Texte fourni:
Language of document : ECLI:EU:C:2018:257

Affaire C‑414/16

Vera Egenberger

contre

Evangelisches Werk für Diakonie und Entwicklung eV

(demande de décision préjudicielle, introduite par le Bundesarbeitsgericht)

« Renvoi préjudiciel – Politique sociale – Directive 2000/78/CE – Égalité de traitement – Différence de traitement fondée sur la religion ou les convictions – Activités professionnelles d’églises ou d’autres organisations dont l’éthique est fondée sur la religion ou les convictions – Religion ou convictions constituant une exigence professionnelle essentielle, légitime et justifiée eu égard à l’éthique de l’organisation – Notion – Nature des activités et contexte dans lequel elles sont exercées – Article 17 TFUE – Articles 10, 21 et 47 de la charte des droits fondamentaux de l’Union européenne »

Sommaire – Arrêt de la Cour (grande chambre) du 17 avril 2018

1.        Politique sociale – Égalité de traitement en matière d’emploi et de travail – Directive 2000/78 – Interdiction de discrimination fondée sur la religion ou les convictions – Rejet d’une candidature à un emploi par une église ou une autre organisation fondée sur la religion ou les convictions – Rejet fondé sur la religion ou les convictions constituant une exigence professionnelle essentielle, légitime et justifiée eu égard à l’éthique de l’organisation – Obligation pour les États membres de prévoir un contrôle juridictionnel effectif

(Art. 17 TFUE ; charte des droits fondamentaux de l’Union européenne, art. 10 et 47 ; directive du Conseil 2000/78, art. 4, § 2, 9 et 10)

2.        Politique sociale – Égalité de traitement en matière d’emploi et de travail – Directive 2000/78 – Interdiction de discrimination fondée sur la religion ou les convictions – Notion d’exigence professionnelle essentielle, légitime et justifiée – Portée – Respect du principe de proportionnalité

(Directive du Conseil 2000/78, art. 4, § 2)

3.        Droit de l’Union – Principes – Égalité de traitement – Interdiction de discrimination fondée sur la religion ou les convictions – Articulation avec la directive 2000/78 – Caractère invocable des articles 21 et 47 de la charte des droits fondamentaux de l’Union européenne – Litige opposant deux particuliers – Obligations et pouvoirs du juge national – Interprétation conforme au droit de l’Union de la réglementation nationale – Limites – Interprétation contra legem du droit national – Obligation de laisser inappliquée toute disposition nationale contraire au droit de l’Union

(Charte des droits fondamentaux de l’Union européenne, art. 21 et 47 ; directive du Conseil 2000/78, art. 1er et 4, § 2)

Données fournies:
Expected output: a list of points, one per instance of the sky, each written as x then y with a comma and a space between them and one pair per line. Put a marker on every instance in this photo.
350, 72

À faire:
a) Indiquez si chacune des affirmations suivantes concorde avec le sommaire de l'arrêt. Répondez par oui ou par non et citez les mots du texte qui tranchent.
(i) L'arrêt a été rendu par la grande chambre de la Cour.
(ii) La demande de décision préjudicielle a été introduite par le Bundesverfassungsgericht.
(iii) Le point 2 du sommaire mentionne le respect du principe de proportionnalité.
b) Répondez aux questions suivantes à partir du sommaire de l'arrêt.
(i) Quel est le numéro de l'affaire ?
(ii) Quelle partie est opposée à Vera Egenberger ?
(iii) Quels articles de la charte des droits fondamentaux de l'Union européenne sont cités entre parenthèses sous le point 3 ?
c) Rédigez la suite du sommaire de l'arrêt, à partir de sa dernière ligne.

Corrigé:
a)
(i) Oui : « Arrêt de la Cour (grande chambre) du 17 avril 2018 ».
(ii) Non : « introduite par le Bundesarbeitsgericht ».
(iii) Oui : « Respect du principe de proportionnalité ».

b)
(i) C‑414/16.
(ii) Evangelisches Werk für Diakonie und Entwicklung eV.
(iii) Les articles 21 et 47.

c)
1.      L’article 4, paragraphe 2, de la directive 2000/78/CE du Conseil, du 27 novembre 2000, portant création d’un cadre général en faveur de l’égalité de traitement en matière d’emploi et de travail, lu en combinaison avec les articles 9 et 10 de celle-ci ainsi qu’avec l’article 47 de la charte des droits fondamentaux de l’Union européenne, doit être interprété en ce sens que, lorsqu’une église ou une autre organisation dont l’éthique est fondée sur la religion ou les convictions fait valoir, au soutien d’un acte ou d’une décision tel le rejet d’une candidature à un emploi en son sein, que, par la nature des activités concernées ou par le contexte dans lequel ces activités sont amenées à être exercées, la religion constitue une exigence professionnelle essentielle, légitime et justifiée eu égard à l’éthique de cette église ou de cette organisation, une telle allégation doit pouvoir, le cas échéant, faire l’objet d’un contrôle juridictionnel effectif requérant de s’assurer que, dans le cas d’espèce, il est satisfait aux critères énoncés à l’article 4, paragraphe 2, de cette directive.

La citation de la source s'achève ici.